* Task prompt *
Transcription, pictures excluded: write out the data below exactly.

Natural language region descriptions
=== Begin Enclosure ===
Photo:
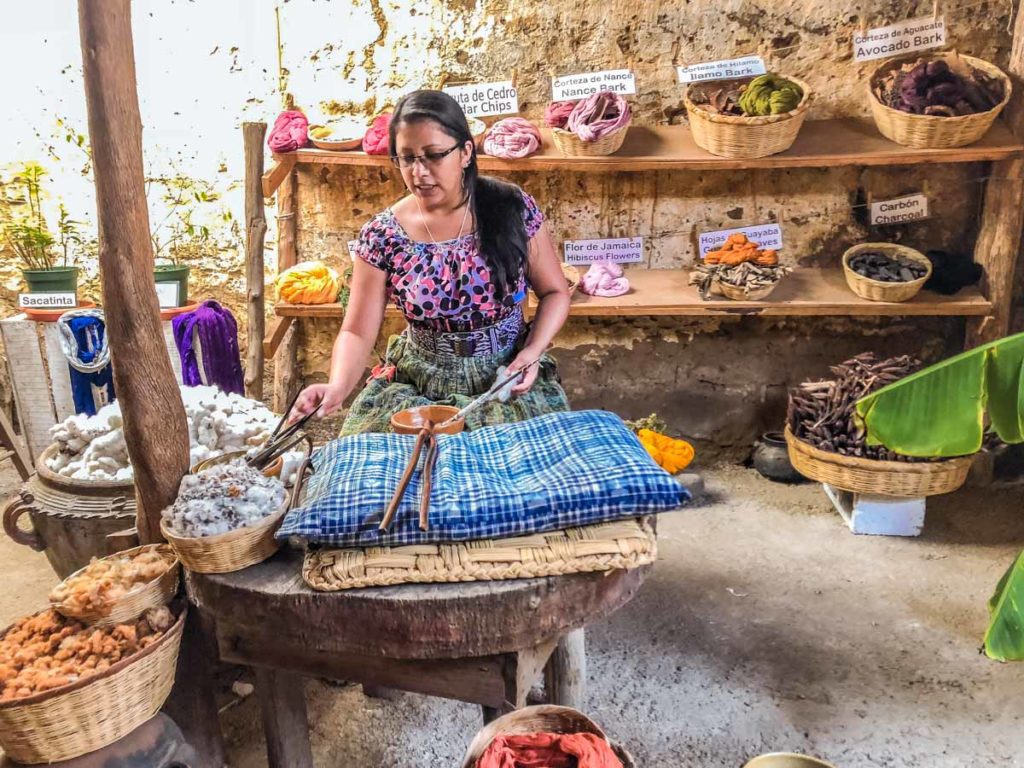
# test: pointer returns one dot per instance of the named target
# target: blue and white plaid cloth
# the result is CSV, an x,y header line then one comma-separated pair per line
x,y
548,473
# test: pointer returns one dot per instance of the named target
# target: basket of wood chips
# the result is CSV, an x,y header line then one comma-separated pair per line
x,y
119,588
68,689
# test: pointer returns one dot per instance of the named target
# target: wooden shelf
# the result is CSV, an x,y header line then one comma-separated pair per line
x,y
807,292
821,143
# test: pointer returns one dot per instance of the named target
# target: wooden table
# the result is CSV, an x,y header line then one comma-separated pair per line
x,y
485,643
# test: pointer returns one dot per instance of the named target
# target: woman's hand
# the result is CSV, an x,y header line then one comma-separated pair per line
x,y
522,359
329,396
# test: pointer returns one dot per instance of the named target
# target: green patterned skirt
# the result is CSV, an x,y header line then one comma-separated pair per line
x,y
421,378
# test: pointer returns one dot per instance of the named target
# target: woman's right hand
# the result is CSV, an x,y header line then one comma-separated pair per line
x,y
329,396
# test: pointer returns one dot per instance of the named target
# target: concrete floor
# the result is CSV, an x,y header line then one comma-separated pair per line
x,y
765,626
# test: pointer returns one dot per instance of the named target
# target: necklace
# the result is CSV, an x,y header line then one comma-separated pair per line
x,y
426,226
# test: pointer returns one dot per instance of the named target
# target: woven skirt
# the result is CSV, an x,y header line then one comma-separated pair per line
x,y
422,378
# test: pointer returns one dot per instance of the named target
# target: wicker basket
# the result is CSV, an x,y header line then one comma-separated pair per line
x,y
877,290
228,552
543,718
625,544
144,596
905,480
739,136
571,145
929,131
94,712
737,293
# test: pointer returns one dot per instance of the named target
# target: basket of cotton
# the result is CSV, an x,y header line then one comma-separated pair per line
x,y
224,518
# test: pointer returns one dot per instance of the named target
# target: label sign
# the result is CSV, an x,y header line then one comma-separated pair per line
x,y
167,294
485,98
47,300
581,86
621,250
913,34
899,210
725,70
768,237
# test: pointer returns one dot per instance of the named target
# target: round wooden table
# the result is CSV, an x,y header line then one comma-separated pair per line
x,y
484,642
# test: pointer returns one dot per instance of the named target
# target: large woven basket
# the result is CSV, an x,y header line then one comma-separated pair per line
x,y
94,712
625,544
571,145
225,553
144,596
543,718
929,131
905,480
877,290
739,136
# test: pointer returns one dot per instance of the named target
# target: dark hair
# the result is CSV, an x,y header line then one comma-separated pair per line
x,y
498,207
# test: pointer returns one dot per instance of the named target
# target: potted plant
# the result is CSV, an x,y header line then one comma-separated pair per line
x,y
941,412
44,258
=== End Enclosure ===
* Solution to the problem *
Photo:
# test: pointer returns one dot per instance of the named target
# target: blue and white plaid cloth
# the result is CSV, an x,y header line then one comma-separated pair per line
x,y
548,473
# test: pointer returns one dot per instance of the named target
# target: basket of wood chips
# the result is CSV, an x,y header line then one comma-separated pair per line
x,y
119,588
68,689
# test: pointer returns one dot per instance of the named target
# target: wooden shelf
# the result is CSV, an x,y header line then one comma-separated pair per line
x,y
807,292
821,143
# test: pointer returns one dot per instance of the named target
# target: wooden table
# the result is CSV, an x,y header line then one comma-separated pair per line
x,y
485,643
# test: pointer returns one dot per instance of the named target
# target: woman's hand
# the result is CSV, an x,y header line then one comma-separated pair per line
x,y
522,359
329,396
# test: pointer returns one dot per instance of the named target
# target: green patterned skirt
# the result is CSV, an x,y header line then one comma-separated pair per line
x,y
421,378
# test: pointer returns one dot per instance of the named target
# target: woman's right hand
# the result is CSV, an x,y header line then one comma-separated pair per line
x,y
329,396
# test: pointer returns one dot per instance of the named target
# target: concrete floor
# the result is CSV, an x,y header line then one comma-separated pair per line
x,y
765,626
# test: pointer returns one dot per instance of the named target
# target: necklace
# the result is CSV, an x,y header line then one comma-separated pair per line
x,y
426,226
# test: pointer returns one dot per instance of the named target
# target: woven skirt
# the result is CSV, an x,y header line then one comma-separated pair per line
x,y
422,378
# test: pointer returns one dot per instance of the named target
# target: wicker basket
# the result is CSV, an x,y header line then one comma-separated pair per line
x,y
877,290
228,552
543,718
625,544
144,596
905,480
739,136
571,145
929,131
94,712
737,293
# test: pointer returns one dot per instance of the named target
# target: basket of cotton
# the result is CSV, an x,y header line then one comma-separated pair per line
x,y
224,518
# test: pointer returns one dot per instance of the named target
# target: label sign
# the result is CSV, an x,y header line then one comma-separated pair per line
x,y
167,294
485,98
47,300
581,86
621,250
913,34
899,210
725,70
768,237
# test: pointer returns one dot per instance of the named target
# target: round wooden table
# the result is CSV, an x,y header line then one comma-separated pair per line
x,y
484,642
# test: pointer returns one dot per instance of the named target
# target: large woven basket
# the result is CSV, an x,y header line then one comma-separated pair per line
x,y
94,712
625,544
571,145
225,553
144,596
543,718
929,131
905,480
877,290
739,136
# test: pointer returns one dot per instance of the named target
# target: dark hair
# the result is CSV, an x,y header line then one comma-separated pair per line
x,y
498,207
# test: pointer returns one dot per instance of the named target
# target: potted plant
# the result is CSV, an x,y header line then one comma-separated pair per line
x,y
941,412
44,258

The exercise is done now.